- _ENTRIES PROVIDED_
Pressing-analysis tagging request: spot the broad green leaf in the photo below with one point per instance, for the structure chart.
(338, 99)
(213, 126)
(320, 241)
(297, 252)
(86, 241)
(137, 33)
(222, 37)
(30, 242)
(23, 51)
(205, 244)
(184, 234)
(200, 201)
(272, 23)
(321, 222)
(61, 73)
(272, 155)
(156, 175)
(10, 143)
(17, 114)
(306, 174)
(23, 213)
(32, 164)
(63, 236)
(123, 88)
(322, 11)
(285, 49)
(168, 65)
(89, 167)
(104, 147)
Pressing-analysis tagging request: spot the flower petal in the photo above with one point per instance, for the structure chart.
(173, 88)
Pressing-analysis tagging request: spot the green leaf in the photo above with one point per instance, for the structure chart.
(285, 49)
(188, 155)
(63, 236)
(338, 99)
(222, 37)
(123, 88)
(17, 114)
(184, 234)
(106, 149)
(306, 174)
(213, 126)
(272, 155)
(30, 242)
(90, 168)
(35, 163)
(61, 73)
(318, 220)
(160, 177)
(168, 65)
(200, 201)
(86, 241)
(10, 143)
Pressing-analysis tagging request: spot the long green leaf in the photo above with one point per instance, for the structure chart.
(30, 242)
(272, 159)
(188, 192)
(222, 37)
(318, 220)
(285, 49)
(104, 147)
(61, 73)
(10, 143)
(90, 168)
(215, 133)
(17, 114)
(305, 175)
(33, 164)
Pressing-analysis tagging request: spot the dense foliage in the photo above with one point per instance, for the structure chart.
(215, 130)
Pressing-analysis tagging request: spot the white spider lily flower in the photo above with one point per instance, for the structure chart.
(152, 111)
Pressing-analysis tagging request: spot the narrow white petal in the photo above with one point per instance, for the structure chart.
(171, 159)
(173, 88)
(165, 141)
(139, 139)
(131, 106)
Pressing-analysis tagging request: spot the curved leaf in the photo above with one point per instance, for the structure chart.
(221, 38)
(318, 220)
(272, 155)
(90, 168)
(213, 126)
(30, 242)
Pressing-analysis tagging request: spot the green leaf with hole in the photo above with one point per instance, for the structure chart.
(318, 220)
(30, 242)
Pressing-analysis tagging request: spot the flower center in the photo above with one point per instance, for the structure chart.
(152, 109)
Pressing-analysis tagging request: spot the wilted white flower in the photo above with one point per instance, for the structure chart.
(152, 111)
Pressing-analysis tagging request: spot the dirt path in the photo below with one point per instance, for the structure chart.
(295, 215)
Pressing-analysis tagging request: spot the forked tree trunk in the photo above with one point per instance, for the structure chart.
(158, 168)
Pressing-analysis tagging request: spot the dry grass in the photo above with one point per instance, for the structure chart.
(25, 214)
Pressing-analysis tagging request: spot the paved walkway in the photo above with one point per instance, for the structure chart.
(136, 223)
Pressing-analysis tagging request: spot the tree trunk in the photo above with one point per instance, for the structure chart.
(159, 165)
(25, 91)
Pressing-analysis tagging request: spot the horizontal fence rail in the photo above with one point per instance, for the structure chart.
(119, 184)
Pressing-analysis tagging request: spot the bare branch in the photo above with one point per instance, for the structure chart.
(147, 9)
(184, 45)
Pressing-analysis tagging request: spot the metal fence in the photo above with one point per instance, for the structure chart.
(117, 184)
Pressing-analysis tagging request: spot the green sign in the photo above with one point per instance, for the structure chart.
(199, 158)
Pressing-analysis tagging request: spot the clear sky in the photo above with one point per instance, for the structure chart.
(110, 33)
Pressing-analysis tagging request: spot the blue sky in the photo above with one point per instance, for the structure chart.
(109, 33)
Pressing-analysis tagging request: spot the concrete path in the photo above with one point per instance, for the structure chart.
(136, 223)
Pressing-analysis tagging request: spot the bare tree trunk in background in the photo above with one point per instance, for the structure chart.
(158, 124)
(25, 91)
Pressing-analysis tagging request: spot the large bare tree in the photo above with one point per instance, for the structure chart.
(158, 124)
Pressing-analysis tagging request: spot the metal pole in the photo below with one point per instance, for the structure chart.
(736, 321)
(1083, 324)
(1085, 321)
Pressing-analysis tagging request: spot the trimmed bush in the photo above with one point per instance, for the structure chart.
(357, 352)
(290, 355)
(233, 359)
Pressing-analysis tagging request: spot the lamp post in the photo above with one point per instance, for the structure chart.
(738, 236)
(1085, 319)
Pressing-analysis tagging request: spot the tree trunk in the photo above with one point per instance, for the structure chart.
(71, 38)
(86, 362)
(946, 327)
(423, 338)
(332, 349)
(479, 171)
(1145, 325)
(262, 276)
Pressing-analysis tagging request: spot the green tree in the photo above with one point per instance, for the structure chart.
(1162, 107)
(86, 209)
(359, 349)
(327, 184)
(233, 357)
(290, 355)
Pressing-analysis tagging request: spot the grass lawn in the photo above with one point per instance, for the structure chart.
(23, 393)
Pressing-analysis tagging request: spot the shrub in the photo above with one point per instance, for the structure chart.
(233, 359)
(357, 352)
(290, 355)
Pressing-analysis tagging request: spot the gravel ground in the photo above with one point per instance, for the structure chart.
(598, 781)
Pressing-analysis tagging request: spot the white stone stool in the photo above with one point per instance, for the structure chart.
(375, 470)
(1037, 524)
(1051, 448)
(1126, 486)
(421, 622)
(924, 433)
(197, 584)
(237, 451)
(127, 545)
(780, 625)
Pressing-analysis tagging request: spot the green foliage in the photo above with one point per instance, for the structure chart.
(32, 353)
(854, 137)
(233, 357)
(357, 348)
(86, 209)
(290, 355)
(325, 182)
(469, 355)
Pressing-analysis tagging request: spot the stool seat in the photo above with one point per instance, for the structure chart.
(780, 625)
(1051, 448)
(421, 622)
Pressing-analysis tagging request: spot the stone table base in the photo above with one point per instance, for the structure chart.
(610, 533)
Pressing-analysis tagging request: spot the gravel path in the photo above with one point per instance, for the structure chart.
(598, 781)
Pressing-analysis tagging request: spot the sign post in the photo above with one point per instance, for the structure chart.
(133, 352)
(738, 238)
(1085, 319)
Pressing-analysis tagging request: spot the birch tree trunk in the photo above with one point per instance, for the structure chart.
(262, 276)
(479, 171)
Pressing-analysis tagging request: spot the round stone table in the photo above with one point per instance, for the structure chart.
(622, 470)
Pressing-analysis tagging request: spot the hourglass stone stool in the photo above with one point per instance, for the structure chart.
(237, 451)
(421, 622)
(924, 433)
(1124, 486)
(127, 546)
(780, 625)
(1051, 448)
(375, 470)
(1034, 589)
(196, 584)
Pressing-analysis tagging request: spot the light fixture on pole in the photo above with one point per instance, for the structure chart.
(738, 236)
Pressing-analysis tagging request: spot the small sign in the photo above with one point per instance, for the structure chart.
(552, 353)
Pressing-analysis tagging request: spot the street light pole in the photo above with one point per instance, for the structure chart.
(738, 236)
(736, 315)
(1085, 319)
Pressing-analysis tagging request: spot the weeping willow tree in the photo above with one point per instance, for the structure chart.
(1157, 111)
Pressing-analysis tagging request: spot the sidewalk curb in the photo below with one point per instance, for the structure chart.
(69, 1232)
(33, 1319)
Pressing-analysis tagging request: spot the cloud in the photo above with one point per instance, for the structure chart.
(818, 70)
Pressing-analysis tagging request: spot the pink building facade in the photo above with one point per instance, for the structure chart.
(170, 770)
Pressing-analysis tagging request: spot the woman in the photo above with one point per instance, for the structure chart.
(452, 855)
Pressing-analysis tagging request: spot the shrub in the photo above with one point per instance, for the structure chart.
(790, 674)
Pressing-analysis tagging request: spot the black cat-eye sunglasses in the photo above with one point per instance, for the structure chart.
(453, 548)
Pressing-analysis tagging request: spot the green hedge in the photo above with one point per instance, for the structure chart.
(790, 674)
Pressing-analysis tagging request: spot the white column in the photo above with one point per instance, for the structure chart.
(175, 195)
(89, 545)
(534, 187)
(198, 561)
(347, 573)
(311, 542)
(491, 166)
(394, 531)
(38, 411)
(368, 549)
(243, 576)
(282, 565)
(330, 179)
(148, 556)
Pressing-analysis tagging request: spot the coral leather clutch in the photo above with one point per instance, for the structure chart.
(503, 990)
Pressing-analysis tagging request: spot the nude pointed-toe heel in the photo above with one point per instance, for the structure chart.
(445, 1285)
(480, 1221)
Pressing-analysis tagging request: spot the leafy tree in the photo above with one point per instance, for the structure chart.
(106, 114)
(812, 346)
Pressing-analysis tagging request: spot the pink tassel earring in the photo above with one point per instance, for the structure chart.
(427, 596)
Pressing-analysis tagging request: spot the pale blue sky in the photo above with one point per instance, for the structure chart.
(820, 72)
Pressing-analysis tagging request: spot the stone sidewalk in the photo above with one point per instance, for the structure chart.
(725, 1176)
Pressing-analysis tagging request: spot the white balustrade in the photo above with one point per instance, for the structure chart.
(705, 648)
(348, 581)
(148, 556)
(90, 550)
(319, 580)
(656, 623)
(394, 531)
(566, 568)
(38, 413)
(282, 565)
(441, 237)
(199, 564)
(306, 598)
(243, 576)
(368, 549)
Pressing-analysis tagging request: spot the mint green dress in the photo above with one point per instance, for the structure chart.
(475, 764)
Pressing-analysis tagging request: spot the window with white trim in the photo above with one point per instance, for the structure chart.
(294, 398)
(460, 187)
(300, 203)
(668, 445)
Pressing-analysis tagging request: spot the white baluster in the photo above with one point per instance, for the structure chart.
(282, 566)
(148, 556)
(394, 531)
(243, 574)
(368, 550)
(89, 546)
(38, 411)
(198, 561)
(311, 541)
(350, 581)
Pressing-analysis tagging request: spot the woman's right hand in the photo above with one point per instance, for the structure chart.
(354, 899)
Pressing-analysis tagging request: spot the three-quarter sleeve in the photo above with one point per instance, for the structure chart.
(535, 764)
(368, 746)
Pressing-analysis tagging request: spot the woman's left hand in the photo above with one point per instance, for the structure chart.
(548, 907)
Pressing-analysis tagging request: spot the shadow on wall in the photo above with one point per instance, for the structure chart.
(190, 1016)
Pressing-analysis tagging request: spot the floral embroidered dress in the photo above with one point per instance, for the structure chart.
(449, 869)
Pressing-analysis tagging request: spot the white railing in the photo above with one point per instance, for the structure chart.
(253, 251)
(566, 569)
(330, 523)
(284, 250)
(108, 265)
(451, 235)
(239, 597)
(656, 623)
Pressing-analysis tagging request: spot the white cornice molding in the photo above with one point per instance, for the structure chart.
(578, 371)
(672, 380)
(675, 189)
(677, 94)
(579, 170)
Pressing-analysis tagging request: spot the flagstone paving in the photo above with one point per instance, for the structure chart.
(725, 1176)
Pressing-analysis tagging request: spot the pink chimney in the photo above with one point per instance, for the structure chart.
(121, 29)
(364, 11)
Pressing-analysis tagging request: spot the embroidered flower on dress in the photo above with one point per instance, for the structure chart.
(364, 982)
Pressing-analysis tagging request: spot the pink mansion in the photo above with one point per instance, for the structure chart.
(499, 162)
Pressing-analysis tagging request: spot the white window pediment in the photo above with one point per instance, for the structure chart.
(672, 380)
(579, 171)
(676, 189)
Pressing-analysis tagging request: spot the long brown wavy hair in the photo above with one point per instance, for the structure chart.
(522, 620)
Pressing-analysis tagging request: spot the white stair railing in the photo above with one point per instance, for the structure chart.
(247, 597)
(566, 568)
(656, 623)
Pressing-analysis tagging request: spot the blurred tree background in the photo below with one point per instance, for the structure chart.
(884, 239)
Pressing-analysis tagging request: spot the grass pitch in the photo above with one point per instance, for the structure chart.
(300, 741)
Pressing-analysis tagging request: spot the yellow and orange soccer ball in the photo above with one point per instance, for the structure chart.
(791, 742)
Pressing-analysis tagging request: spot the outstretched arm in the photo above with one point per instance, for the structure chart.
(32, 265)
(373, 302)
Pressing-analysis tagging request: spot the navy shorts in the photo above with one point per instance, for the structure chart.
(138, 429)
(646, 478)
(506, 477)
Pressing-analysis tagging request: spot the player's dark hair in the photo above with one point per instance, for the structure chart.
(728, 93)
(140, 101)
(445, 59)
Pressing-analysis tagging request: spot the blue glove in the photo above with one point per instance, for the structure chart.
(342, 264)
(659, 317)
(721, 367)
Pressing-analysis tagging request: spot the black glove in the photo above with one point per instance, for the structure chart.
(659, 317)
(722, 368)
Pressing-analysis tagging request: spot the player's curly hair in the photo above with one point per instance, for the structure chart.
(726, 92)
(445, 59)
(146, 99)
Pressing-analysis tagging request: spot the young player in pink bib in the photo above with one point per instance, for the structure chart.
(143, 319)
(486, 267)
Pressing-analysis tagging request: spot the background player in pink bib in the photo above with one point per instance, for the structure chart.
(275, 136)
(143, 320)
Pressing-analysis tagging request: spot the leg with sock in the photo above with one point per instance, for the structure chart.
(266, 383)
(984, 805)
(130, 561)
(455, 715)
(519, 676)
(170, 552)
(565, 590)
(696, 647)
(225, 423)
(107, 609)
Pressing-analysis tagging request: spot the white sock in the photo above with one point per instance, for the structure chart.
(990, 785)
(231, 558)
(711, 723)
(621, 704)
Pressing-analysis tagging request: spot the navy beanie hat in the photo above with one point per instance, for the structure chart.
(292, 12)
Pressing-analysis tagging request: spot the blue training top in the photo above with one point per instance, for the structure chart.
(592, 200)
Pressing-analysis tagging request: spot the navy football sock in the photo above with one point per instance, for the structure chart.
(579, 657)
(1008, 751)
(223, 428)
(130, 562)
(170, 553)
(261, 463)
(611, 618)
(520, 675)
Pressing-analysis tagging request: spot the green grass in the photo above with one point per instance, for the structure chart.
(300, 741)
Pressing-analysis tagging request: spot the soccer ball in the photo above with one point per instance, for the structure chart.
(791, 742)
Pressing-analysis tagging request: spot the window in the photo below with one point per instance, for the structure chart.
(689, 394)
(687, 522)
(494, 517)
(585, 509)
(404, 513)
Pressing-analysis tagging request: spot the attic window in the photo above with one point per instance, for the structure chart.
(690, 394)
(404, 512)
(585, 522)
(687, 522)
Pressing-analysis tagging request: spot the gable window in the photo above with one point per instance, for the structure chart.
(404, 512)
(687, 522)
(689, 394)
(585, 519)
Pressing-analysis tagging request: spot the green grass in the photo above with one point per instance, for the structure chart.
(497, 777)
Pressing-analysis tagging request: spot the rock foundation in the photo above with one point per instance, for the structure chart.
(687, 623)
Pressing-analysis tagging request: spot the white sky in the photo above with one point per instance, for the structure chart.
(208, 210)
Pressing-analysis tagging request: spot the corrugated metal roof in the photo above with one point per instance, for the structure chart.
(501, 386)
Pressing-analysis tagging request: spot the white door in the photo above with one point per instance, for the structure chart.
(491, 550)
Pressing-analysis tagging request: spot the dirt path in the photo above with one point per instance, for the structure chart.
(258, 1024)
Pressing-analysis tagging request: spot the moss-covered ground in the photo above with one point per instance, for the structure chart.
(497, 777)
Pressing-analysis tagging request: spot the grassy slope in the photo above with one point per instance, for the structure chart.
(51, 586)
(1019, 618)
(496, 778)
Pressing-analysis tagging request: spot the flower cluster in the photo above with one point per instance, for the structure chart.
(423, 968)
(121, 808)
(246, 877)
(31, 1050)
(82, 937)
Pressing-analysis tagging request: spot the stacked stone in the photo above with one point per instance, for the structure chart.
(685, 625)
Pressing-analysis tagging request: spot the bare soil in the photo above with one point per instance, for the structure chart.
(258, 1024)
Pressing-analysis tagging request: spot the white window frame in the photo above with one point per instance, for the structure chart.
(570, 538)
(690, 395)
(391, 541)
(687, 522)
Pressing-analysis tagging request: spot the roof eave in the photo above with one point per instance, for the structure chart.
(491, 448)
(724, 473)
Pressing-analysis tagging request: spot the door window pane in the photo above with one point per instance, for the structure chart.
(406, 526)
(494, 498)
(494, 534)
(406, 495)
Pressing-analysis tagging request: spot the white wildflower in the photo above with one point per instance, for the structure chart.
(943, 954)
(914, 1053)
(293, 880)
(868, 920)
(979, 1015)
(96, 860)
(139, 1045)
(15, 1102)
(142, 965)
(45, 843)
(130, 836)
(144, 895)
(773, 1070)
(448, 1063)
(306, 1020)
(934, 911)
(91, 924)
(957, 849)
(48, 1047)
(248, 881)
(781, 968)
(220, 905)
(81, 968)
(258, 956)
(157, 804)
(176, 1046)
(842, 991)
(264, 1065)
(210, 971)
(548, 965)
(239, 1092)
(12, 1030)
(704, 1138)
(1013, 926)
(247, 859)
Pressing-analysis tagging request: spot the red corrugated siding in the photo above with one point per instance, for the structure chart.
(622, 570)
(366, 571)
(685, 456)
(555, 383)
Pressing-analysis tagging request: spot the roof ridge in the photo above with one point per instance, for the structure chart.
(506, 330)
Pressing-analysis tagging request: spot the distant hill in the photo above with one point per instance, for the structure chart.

- _GOAL OF THE EXERCISE_
The line with "Pressing-analysis tagging request: spot the red" and all lines after it through the end of the data above: write these out exactly and add nothing.

- _COMPLETED TASK_
Pressing-analysis tagging request: spot the red corrugated siding in the photo above with one point per instance, for the structure chart.
(622, 570)
(366, 571)
(685, 456)
(555, 383)
Pressing-analysis tagging request: spot the roof ridge in the photo above with one point per instance, for the structure chart.
(506, 330)
Pressing-analysis tagging request: spot the distant hill in the photo above with one point per instance, for the structure chart.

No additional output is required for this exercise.